Schrijf alsjeblieft alles vanaf de regel met "highlight white window trim" tot en met het einde van de items hieronder ongewijzigd over.
··· Aangeleverde gegevens
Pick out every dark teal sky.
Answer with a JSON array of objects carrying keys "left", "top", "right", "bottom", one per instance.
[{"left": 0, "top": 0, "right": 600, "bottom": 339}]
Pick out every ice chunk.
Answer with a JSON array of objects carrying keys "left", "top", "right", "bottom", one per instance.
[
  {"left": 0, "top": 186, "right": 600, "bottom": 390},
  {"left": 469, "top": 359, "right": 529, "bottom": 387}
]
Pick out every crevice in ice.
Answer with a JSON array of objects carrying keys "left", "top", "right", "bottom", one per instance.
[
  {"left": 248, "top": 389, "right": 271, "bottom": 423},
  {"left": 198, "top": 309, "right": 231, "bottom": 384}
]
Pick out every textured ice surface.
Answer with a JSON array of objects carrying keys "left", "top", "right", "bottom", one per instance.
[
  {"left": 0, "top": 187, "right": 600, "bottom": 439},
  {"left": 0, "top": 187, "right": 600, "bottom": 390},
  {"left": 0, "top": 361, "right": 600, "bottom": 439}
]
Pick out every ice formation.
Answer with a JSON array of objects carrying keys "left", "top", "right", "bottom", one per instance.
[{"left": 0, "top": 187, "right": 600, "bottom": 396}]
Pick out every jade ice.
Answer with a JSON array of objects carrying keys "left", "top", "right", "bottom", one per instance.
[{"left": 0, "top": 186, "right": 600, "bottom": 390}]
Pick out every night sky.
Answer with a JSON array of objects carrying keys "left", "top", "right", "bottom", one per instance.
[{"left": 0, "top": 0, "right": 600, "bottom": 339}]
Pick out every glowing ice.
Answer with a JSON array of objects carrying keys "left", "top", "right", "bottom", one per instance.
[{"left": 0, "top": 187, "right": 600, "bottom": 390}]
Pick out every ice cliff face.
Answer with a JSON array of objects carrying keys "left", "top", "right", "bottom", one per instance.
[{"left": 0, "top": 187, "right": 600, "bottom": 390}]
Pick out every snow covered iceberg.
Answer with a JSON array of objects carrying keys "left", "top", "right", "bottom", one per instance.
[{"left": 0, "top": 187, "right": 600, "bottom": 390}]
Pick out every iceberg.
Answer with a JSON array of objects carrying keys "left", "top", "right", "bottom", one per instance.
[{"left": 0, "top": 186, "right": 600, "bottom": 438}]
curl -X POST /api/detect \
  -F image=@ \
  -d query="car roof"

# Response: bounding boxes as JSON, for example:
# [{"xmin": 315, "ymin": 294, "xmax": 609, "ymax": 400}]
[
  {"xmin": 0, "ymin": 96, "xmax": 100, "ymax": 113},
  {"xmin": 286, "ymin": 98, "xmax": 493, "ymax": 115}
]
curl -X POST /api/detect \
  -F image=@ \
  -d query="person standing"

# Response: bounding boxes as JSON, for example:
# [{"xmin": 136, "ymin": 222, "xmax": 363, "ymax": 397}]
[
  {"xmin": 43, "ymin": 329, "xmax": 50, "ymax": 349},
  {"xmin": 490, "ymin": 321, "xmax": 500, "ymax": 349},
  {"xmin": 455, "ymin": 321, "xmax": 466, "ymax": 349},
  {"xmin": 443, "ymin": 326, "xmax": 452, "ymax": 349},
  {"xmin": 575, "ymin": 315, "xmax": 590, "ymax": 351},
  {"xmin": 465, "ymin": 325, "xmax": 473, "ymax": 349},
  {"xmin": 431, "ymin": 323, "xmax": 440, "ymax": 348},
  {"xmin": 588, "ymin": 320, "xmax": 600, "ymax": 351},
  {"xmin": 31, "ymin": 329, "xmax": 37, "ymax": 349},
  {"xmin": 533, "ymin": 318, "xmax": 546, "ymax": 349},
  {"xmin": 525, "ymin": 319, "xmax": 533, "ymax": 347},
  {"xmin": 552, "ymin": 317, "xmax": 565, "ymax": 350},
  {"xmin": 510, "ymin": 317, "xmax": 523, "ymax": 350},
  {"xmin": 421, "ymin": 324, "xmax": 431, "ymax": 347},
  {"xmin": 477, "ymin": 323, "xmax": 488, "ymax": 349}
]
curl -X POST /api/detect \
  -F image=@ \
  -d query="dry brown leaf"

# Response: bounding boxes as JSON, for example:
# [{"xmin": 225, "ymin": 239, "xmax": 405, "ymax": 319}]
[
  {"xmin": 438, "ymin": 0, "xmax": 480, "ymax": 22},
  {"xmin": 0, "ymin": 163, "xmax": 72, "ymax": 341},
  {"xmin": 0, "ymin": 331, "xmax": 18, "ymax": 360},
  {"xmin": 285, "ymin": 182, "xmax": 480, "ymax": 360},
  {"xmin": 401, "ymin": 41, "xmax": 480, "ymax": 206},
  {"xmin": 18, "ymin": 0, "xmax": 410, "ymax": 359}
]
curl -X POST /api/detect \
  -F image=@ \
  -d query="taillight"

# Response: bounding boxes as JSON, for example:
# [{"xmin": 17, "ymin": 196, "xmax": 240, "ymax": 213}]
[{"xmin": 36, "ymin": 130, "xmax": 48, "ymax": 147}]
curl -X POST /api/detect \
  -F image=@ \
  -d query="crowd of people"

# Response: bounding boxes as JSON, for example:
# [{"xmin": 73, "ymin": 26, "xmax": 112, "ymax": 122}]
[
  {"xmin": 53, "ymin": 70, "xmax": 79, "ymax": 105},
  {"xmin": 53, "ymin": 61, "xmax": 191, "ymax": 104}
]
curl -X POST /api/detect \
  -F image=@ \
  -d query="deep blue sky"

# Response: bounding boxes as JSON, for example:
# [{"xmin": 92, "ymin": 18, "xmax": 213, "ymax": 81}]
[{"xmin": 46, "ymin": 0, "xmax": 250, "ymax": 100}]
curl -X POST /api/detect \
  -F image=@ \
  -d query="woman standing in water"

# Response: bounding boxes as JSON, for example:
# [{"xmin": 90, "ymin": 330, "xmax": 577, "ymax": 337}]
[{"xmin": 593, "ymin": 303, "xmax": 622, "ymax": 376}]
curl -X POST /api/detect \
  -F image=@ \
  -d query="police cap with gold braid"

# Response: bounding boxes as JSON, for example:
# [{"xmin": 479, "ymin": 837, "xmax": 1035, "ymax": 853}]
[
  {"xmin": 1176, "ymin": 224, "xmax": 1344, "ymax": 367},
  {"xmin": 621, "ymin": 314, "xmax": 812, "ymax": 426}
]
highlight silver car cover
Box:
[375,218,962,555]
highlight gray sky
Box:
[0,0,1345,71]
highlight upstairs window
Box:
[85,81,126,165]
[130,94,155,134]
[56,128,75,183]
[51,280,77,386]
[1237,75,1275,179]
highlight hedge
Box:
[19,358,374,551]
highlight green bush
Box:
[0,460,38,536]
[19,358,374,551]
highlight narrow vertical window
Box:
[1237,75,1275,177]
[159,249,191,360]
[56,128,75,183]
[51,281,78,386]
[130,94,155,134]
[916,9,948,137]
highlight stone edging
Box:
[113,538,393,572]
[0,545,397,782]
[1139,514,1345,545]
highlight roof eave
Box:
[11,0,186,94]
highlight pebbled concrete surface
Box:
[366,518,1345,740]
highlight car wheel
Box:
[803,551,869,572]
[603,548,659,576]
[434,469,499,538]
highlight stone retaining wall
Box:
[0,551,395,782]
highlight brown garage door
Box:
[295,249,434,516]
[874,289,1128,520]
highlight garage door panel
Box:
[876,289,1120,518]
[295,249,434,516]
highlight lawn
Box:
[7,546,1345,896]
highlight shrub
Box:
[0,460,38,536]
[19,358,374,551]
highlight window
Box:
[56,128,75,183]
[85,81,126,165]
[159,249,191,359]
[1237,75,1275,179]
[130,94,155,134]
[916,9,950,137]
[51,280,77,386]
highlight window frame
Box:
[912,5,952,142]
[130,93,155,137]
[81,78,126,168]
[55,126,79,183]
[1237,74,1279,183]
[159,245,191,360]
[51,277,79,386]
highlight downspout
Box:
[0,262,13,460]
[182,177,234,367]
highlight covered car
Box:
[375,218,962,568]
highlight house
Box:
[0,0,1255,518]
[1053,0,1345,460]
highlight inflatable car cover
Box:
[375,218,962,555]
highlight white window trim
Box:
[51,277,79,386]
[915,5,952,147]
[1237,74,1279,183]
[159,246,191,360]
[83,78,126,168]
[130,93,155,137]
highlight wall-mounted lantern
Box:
······
- **Jouw antwoord**
highlight white window trim
Box:
[51,277,79,386]
[915,5,952,147]
[1237,74,1279,183]
[159,246,191,360]
[83,78,126,168]
[130,93,155,137]
highlight wall-mounted lantern
Box:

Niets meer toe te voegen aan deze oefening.